═══ Zitierter Text

„Ich find’s schön, wenn man alle kennt“

Leben auf dem Land Die Bedeutung der Nachbarschaft scheint in der modernen Gesellschaft zu schrumpfen. Doch auf dem Dorf wird Nachbarschaft für viele noch großgeschrieben. Erprobte Dorfbewohner erzählen, was Nachbarschaft für sie bedeutet.

„Ich find’s schön, wenn man alle kennt“

Martina Maier (links) und Nadine Dietrich (rechts) sind Nachbarinnen in Allmersbach am Weinberg. Regelmäßig treffen sie sich auf einen „Treppenkaffee“ für ein Schwätzchen. Foto: A. Becher

Von Anja La Roche

Rems-Murr. Noch vor Spiegelberg geht es rechts ab, die Straße schlängelt sich den Berg hoch. Und dann ist man in Dauernberg: Knapp 60 Einwohner, Straßennamen gibt es keine. „Ich wohne schon immer hier. Wo soll ich hin, wenn’s hier so schön ist?“, fragt Thorsten Massa (46). Er wohnt hier gemeinsam mit seiner Ehefrau Petra Massa (38) und seinen drei Kindern. Im Haus nebenan wohnen Mutter, Schwester, Schwager und zwei seiner Neffen.

Bis auf wenige Zugezogene kennt Thorsten Massa seine Nachbarn von Kinderbeinen an. Familie Massa ist sich einig: Den kleinen Ort, in dem alle Nachbarn vertraute Gesichter sind, würden sie niemals gegen ein Leben in der Stadt tauschen wollen. In Dauernberg haben Thorsten und Petra Massa genug Leute, mit denen sie sich gerne zusammensetzen, zum Beispiel zum Karten Spielen. Zudem hilft man sich gegenseitig, wann immer es nötig ist. Und falls man Freunde von außerhalb treffen möchte, steht das Auto vor der Tür.

══════

* _Aufgabe 1_
Welche geografischen Namen kommen im Artikel über Nachbarschaft auf dem Dorf vor? Nenne sie alle.
* _Aufgabe 2_
Schreibe den Artikel über Nachbarschaft auf dem Dorf nach seinem letzten Satz weiter.

═══ Bereitgestellte Daten

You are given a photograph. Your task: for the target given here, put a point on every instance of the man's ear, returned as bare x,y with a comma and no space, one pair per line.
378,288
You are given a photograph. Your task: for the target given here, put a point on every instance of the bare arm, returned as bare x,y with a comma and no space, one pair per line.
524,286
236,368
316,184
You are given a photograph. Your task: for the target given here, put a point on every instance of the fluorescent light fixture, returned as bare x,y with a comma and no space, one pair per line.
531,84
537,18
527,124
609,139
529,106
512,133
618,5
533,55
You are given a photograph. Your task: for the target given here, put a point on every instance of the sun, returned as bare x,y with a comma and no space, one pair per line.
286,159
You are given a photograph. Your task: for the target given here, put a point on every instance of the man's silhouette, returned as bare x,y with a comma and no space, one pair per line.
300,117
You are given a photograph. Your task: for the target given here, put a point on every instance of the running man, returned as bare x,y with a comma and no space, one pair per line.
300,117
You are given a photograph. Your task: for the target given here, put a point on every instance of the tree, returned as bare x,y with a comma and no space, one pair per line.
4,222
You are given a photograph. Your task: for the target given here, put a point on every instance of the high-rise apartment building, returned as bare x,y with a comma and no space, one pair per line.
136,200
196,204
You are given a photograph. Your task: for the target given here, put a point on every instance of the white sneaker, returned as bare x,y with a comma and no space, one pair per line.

══════

* _Antwort 1_
- Allmersbach am Weinberg
- Rems-Murr
- Spiegelberg
- Dauernberg

* _Antwort 2_
Auch Martina Maier (56) möchte es nicht missen, in einer kleinen Gemeinschaft verwurzelt zu sein. Sie ist in Allmersbach am Weinberg in Aspach aufgewachsen und dort wohnhaft. Der Ort zählt 800 Einwohner. Wenn sie von ihrer Nachbarschaft spricht, sprüht ihre Stimme vor Freude: „Ich find’s schön, wenn man alle kennt“, sagt sie. „Ich kenn’s nicht anders und will’s nicht anders.“ Sie und ihre Nachbarn tauschen sich immer wieder aus, legen mal Geld für ein Geschenk zusammen, treffen sich spontan zum Grillen. Mit drei Nachbarinnen trifft sie sich regelmäßig auf einen Kaffee, den sie dann oftmals auf der Treppe vor dem eigenen Haus genießen. „Dann rufe ich einfach kurz rüber: Treppenkaffee.“

Besondere Wertschätzung für ihre Nachbarschaft verspürte Martina Maier auch bei der Hochzeit ihres Sohns im Mai 2020. Das richtige Fest konnte zu dieser Zeit nicht stattfinden, weil die Coronazahlen zu hoch waren. Doch auch an diesem Tag ergab sich ein toller Moment: „Die Nachbarn standen in ihren Gärten und haben gewunken, die Kinder haben ein riesen Herz auf die Straße gemalt“, erzählt Maier. Solche Szenen kann man in der Stadt nicht erwarten.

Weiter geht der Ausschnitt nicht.